## Source document
--

CODEWITHSUNDEEP
pygtkubuntu-unity
wa4557
wa4557

Reputation: 1045

check if menuitem was selected; pygtk

maybe a trivial question, but I'm having some severe problems with PyGTK... I'm trying to programm an application indicator for unity with gtk, and I'm trying to set some of my menuitems insensitive (via set_sensitive(False)) after I clicked on them...

Here's a code snippet:

class CheckNAS: 
    def __init__(self): 
      self.ind = appindicator.Indicator("debian-doc-menu", "indicator-   messages",appindicator.CATEGORY_APPLICATION_STATUS)
      self.ind.set_status (appindicator.STATUS_ACTIVE)
      self.ind.set_attention_icon("icon1")
      self.ind.set_icon("icon2")

    def menu_setup(self):
      self.quit_item = gtk.MenuItem("QUIT") 
      self.quit_item.connect("activate",self.quit)

      if condition_function()==True:
        self.quit.set_sensitive(False)
      self.quit_item.show()
      self.menu.append(self.quit_item)

--

## Supplied records
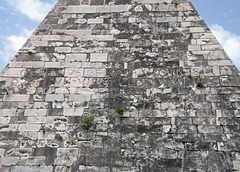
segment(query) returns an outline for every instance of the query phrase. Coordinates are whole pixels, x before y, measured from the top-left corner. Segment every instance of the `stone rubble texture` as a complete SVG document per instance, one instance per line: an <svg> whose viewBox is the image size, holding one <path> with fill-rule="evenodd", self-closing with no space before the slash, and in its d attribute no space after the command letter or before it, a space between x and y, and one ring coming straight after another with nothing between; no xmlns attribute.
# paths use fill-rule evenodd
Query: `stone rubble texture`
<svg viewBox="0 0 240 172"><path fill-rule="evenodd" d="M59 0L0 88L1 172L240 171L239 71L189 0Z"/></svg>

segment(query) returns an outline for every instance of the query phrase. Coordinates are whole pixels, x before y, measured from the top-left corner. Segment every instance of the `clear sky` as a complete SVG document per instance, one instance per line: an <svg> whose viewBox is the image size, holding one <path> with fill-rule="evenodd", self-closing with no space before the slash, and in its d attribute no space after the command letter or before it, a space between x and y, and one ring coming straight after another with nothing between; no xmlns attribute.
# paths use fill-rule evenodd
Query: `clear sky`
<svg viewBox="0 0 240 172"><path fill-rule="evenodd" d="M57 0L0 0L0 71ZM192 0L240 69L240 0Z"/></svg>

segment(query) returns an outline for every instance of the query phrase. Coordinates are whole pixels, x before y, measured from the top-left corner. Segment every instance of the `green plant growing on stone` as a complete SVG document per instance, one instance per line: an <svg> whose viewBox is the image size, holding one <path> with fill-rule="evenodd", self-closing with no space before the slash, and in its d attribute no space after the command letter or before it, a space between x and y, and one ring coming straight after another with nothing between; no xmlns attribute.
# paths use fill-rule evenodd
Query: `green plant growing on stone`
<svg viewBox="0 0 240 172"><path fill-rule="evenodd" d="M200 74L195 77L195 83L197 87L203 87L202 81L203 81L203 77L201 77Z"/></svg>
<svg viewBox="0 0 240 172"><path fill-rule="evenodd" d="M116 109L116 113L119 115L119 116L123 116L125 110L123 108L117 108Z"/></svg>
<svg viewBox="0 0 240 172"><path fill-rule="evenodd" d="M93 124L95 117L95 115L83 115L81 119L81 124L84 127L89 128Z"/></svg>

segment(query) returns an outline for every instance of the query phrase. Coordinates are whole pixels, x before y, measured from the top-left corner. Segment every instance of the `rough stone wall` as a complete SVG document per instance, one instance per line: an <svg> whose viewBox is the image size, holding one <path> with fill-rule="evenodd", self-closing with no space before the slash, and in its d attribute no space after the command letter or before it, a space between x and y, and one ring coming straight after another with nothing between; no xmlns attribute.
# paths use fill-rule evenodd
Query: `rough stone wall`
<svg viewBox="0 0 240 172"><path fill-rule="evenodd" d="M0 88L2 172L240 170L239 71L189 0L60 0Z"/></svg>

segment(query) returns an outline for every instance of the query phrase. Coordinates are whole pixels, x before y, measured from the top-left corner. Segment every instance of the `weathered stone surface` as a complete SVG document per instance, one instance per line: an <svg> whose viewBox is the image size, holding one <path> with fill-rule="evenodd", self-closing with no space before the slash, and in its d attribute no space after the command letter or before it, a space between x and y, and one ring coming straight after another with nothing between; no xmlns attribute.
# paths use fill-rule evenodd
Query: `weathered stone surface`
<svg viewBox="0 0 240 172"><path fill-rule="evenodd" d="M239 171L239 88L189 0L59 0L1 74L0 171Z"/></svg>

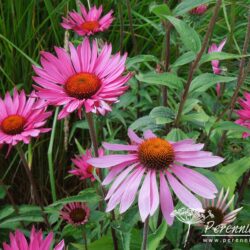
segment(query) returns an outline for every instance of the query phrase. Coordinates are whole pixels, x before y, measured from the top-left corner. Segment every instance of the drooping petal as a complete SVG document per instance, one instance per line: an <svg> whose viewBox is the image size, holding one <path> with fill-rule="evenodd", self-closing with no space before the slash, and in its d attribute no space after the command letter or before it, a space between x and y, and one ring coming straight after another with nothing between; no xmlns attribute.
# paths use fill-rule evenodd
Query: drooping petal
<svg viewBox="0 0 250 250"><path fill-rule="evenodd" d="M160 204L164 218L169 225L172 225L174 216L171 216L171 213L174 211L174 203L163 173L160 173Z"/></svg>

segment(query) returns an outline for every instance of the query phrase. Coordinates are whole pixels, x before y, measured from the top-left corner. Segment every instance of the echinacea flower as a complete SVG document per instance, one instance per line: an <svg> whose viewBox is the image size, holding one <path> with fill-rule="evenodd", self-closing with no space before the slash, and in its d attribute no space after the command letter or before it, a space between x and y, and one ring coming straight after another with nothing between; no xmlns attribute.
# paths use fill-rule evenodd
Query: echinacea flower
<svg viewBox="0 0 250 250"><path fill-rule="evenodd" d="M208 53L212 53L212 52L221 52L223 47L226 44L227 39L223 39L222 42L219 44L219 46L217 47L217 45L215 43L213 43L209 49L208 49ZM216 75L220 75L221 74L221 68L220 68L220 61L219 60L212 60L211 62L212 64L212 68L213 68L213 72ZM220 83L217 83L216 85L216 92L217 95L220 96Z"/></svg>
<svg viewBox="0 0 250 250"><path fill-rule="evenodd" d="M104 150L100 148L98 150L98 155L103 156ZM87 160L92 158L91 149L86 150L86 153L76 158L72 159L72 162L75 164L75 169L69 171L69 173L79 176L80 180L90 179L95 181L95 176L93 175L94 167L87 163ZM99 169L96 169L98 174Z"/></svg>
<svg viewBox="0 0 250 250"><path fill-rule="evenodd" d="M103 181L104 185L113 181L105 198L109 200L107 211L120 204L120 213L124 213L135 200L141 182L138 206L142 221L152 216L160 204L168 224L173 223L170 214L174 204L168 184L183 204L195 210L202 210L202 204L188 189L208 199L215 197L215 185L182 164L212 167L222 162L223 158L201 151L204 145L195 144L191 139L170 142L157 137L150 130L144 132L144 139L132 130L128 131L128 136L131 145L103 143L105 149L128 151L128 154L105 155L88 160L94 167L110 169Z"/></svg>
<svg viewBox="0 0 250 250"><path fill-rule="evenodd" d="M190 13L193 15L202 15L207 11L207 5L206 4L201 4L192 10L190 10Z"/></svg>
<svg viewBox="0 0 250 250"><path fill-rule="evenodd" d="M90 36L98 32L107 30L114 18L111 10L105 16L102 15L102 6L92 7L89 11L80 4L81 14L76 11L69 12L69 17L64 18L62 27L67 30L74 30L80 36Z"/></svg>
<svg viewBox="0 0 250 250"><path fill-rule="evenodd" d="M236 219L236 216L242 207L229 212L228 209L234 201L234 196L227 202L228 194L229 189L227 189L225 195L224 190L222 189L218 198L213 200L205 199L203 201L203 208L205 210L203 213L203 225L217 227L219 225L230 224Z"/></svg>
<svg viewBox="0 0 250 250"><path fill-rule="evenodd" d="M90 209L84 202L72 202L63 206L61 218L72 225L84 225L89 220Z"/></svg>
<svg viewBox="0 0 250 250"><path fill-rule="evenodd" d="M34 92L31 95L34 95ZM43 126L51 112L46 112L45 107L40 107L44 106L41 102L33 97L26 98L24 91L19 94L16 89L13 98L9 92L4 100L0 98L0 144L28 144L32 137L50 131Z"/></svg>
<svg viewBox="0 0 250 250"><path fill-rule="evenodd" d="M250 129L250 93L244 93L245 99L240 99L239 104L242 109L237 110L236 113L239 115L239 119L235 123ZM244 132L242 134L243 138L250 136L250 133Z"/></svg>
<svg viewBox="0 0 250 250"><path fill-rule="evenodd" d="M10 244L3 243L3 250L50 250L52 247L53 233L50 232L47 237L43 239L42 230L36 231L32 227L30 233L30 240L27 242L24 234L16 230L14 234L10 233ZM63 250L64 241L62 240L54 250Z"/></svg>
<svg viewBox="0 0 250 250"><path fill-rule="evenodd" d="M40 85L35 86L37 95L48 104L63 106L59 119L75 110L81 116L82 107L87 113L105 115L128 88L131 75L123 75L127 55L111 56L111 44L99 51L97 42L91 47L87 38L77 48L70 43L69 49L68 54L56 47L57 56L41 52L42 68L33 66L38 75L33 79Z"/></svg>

--

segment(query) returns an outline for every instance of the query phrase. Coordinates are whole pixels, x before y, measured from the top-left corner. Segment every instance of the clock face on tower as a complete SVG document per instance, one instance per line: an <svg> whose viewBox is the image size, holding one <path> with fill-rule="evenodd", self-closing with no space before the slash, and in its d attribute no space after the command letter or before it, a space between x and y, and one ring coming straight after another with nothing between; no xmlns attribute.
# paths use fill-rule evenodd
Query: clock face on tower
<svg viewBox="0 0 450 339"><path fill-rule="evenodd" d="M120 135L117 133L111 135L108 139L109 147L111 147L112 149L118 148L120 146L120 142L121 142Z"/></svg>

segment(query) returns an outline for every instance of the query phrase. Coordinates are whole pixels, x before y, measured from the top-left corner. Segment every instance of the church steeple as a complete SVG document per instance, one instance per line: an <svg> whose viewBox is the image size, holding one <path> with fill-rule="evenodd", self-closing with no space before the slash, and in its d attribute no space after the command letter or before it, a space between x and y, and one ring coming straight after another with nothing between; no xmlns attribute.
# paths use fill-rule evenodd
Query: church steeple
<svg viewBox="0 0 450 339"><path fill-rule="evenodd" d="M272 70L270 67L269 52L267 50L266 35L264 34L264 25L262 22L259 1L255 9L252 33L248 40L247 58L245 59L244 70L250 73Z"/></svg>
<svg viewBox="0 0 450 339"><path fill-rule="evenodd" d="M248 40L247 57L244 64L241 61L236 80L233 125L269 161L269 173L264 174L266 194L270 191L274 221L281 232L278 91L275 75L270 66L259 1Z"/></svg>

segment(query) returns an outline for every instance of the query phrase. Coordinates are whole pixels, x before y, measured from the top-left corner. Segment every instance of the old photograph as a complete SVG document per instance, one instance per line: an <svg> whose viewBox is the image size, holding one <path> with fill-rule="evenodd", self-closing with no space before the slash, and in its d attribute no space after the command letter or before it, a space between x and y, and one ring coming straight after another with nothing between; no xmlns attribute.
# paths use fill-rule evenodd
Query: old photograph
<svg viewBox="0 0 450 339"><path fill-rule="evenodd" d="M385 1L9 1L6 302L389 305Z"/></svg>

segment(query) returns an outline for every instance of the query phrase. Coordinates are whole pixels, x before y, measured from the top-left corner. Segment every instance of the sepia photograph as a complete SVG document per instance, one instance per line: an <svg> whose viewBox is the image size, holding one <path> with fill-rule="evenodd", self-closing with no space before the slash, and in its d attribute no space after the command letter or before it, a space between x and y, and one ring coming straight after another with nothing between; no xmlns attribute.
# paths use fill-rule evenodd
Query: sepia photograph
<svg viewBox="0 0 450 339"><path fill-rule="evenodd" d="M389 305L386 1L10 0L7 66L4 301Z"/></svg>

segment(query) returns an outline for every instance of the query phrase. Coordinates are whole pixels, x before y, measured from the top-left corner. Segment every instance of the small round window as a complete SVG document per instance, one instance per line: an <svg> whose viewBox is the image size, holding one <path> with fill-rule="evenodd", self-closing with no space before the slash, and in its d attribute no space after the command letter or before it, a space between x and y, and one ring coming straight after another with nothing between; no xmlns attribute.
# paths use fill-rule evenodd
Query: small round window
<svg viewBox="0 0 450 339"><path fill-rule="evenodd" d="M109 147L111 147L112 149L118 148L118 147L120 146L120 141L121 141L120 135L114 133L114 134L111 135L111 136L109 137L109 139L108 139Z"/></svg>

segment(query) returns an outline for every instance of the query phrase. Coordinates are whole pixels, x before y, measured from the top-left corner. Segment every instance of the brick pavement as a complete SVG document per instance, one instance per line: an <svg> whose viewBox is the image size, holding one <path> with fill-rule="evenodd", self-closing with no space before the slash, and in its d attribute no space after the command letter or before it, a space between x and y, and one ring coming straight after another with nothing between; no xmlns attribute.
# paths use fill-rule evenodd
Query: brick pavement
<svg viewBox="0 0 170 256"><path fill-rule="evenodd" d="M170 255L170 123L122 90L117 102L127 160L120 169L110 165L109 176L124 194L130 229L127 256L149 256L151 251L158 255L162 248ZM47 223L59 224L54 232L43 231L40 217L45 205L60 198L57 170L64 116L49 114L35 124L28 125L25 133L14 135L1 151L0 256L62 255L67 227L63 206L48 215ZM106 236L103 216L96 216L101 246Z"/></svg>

--

## The task
In the PyGTK menu item post, rewrite the part between "check if menuitem" and "self.ind.set_status (appindicator.STATUS_ACTIVE)", inclusive, changing "CheckNAS" to "NASChecker".

## Response to the exercise
check if menuitem was selected; pygtk

maybe a trivial question, but I'm having some severe problems with PyGTK... I'm trying to programm an application indicator for unity with gtk, and I'm trying to set some of my menuitems insensitive (via set_sensitive(False)) after I clicked on them...

Here's a code snippet:

class NASChecker: 
    def __init__(self): 
      self.ind = appindicator.Indicator("debian-doc-menu", "indicator-   messages",appindicator.CATEGORY_APPLICATION_STATUS)
      self.ind.set_status (appindicator.STATUS_ACTIVE)